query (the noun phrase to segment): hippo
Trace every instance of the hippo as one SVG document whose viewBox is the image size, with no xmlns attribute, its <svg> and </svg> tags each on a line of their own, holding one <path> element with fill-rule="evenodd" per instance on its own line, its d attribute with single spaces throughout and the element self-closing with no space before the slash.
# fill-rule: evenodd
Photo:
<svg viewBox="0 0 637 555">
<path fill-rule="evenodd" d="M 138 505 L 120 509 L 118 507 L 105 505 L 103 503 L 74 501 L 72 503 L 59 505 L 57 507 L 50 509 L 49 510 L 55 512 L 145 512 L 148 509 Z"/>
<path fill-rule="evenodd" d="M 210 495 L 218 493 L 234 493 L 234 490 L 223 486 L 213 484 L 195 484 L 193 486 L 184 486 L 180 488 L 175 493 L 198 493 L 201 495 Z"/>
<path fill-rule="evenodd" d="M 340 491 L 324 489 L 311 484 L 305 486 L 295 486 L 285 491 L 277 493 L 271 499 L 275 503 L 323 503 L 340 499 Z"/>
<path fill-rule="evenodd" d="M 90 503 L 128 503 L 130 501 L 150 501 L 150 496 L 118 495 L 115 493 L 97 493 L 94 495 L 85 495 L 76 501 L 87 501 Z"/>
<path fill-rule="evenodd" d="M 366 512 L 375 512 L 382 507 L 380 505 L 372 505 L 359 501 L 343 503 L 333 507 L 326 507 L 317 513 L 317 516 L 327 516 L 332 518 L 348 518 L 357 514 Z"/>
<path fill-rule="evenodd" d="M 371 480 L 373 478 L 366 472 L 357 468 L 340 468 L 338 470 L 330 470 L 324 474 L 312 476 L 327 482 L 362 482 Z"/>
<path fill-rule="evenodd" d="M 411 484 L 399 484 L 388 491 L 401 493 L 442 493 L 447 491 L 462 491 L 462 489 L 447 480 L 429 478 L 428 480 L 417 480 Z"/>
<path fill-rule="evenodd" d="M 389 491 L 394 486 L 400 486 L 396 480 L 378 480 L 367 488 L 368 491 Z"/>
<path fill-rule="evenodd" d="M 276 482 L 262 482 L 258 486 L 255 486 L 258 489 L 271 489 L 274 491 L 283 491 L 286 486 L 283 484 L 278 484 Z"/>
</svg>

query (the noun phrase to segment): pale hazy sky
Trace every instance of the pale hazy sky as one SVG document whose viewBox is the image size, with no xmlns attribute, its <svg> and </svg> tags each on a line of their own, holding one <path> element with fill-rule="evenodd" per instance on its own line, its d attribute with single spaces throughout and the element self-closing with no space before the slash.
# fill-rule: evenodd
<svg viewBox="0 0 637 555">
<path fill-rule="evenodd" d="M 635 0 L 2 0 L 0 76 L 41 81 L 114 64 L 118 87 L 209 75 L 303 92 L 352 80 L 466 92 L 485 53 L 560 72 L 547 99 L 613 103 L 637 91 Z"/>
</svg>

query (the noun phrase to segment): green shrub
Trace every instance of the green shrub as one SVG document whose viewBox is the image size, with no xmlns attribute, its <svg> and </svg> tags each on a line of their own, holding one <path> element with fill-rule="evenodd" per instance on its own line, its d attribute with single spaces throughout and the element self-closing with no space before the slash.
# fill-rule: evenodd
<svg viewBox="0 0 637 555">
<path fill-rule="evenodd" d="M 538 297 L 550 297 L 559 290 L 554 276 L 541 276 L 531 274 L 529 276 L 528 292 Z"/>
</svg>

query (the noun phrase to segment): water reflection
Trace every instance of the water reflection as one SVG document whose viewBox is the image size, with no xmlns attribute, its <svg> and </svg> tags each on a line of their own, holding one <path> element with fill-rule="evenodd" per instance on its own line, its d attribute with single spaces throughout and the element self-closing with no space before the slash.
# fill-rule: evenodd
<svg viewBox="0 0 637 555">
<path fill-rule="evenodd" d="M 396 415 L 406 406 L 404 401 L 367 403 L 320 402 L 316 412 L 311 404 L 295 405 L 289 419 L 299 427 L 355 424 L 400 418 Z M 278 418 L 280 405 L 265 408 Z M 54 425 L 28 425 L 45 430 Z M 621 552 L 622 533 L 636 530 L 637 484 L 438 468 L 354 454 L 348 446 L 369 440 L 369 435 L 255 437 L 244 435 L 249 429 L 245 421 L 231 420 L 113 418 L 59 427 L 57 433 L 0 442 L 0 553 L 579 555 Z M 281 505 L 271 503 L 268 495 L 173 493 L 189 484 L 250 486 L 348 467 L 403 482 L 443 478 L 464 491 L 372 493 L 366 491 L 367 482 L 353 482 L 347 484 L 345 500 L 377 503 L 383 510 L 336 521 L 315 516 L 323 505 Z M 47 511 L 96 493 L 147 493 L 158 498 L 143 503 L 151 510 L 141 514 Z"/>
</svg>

----------------------------------------

Give every line of the items above as a Markdown table with the columns "Row" and "Line". Number the rows in order and leave out blank lines.

## [Response below]
| Row | Line |
|---|---|
| 1 | query (the noun phrase to segment): hippo |
| 2 | Trace every instance of the hippo as one SVG document whose viewBox is the image size, with no xmlns attribute, its <svg> and </svg> tags each on a line of their own, holding one <path> element with fill-rule="evenodd" per instance on its own line, its d attribute with single spaces throughout and the element self-closing with no space before the slash. |
| 3 | # fill-rule: evenodd |
| 4 | Photo: |
| 5 | <svg viewBox="0 0 637 555"> |
| 6 | <path fill-rule="evenodd" d="M 138 505 L 120 509 L 118 507 L 105 505 L 103 503 L 74 501 L 72 503 L 59 505 L 57 507 L 50 509 L 49 510 L 55 512 L 145 512 L 148 509 Z"/> |
| 7 | <path fill-rule="evenodd" d="M 210 495 L 218 493 L 234 493 L 234 490 L 223 486 L 213 484 L 195 484 L 193 486 L 184 486 L 180 488 L 175 493 L 198 493 L 201 495 Z"/> |
| 8 | <path fill-rule="evenodd" d="M 340 491 L 324 489 L 311 484 L 305 486 L 295 486 L 285 491 L 277 493 L 271 499 L 275 503 L 323 503 L 340 499 Z"/> |
| 9 | <path fill-rule="evenodd" d="M 90 503 L 128 503 L 130 501 L 150 501 L 150 496 L 118 495 L 115 493 L 97 493 L 94 495 L 85 495 L 76 501 L 87 501 Z"/> |
| 10 | <path fill-rule="evenodd" d="M 366 512 L 375 512 L 382 507 L 380 505 L 372 505 L 359 501 L 343 503 L 333 507 L 326 507 L 317 513 L 317 516 L 327 516 L 332 518 L 348 518 L 357 514 Z"/> |
| 11 | <path fill-rule="evenodd" d="M 371 480 L 373 478 L 366 472 L 357 468 L 340 468 L 338 470 L 330 470 L 324 474 L 312 476 L 327 482 L 362 482 Z"/> |
| 12 | <path fill-rule="evenodd" d="M 411 484 L 399 484 L 388 491 L 401 493 L 442 493 L 447 491 L 462 491 L 462 489 L 447 480 L 429 478 L 428 480 L 417 480 Z"/> |
| 13 | <path fill-rule="evenodd" d="M 389 491 L 394 486 L 400 486 L 396 480 L 378 480 L 367 488 L 368 491 Z"/> |
| 14 | <path fill-rule="evenodd" d="M 276 482 L 262 482 L 258 486 L 255 486 L 258 489 L 271 489 L 274 491 L 283 491 L 286 486 L 283 484 L 278 484 Z"/> |
| 15 | </svg> |
| 16 | query (the noun phrase to segment): pale hazy sky |
| 17 | Trace every instance of the pale hazy sky as one SVG document whose viewBox is the image size, with no xmlns attribute, its <svg> and </svg> tags each on a line of their own, holding one <path> element with fill-rule="evenodd" per instance on its own line, its d attribute with single spaces throughout and the element self-closing with no space before the slash. |
| 18 | # fill-rule: evenodd |
| 19 | <svg viewBox="0 0 637 555"> |
| 20 | <path fill-rule="evenodd" d="M 635 0 L 2 0 L 0 76 L 41 81 L 114 64 L 118 87 L 209 75 L 303 92 L 352 80 L 466 92 L 485 53 L 560 72 L 547 99 L 613 103 L 637 91 Z"/> |
| 21 | </svg> |
| 22 | query (the noun phrase to segment): green shrub |
| 23 | Trace every instance of the green shrub as one SVG document whose viewBox is the image size, with no xmlns attribute, its <svg> and </svg> tags each on a line of their own, holding one <path> element with fill-rule="evenodd" per instance on its own line, its d attribute with single spaces throughout and the element self-closing with no space before the slash. |
| 24 | # fill-rule: evenodd |
| 25 | <svg viewBox="0 0 637 555"> |
| 26 | <path fill-rule="evenodd" d="M 538 297 L 550 297 L 559 290 L 554 276 L 541 276 L 531 274 L 529 276 L 528 292 Z"/> |
| 27 | </svg> |
| 28 | query (the noun phrase to segment): water reflection |
| 29 | Trace every instance of the water reflection as one SVG document whose viewBox is the image size, with no xmlns attribute, its <svg> and </svg> tags each on a line of their own, holding one <path> element with fill-rule="evenodd" per instance on its own line, its d attribute with single spaces throughout and the element self-closing with no space before the slash. |
| 30 | # fill-rule: evenodd |
| 31 | <svg viewBox="0 0 637 555"> |
| 32 | <path fill-rule="evenodd" d="M 396 415 L 406 406 L 404 401 L 367 403 L 320 402 L 316 412 L 311 404 L 295 405 L 289 419 L 299 427 L 355 424 L 400 418 Z M 278 418 L 280 405 L 265 408 Z M 54 425 L 28 425 L 45 430 Z M 621 552 L 622 533 L 636 530 L 637 484 L 438 468 L 354 454 L 348 446 L 369 440 L 369 435 L 255 437 L 244 435 L 249 429 L 245 421 L 231 420 L 113 418 L 59 427 L 57 433 L 0 442 L 0 553 L 579 555 Z M 281 505 L 271 503 L 268 495 L 173 493 L 189 484 L 250 486 L 348 467 L 403 482 L 443 478 L 464 491 L 372 493 L 366 491 L 367 482 L 353 482 L 347 484 L 345 500 L 377 503 L 383 510 L 336 521 L 315 516 L 323 505 Z M 47 511 L 96 493 L 147 493 L 158 498 L 143 503 L 151 510 L 141 514 Z"/> |
| 33 | </svg> |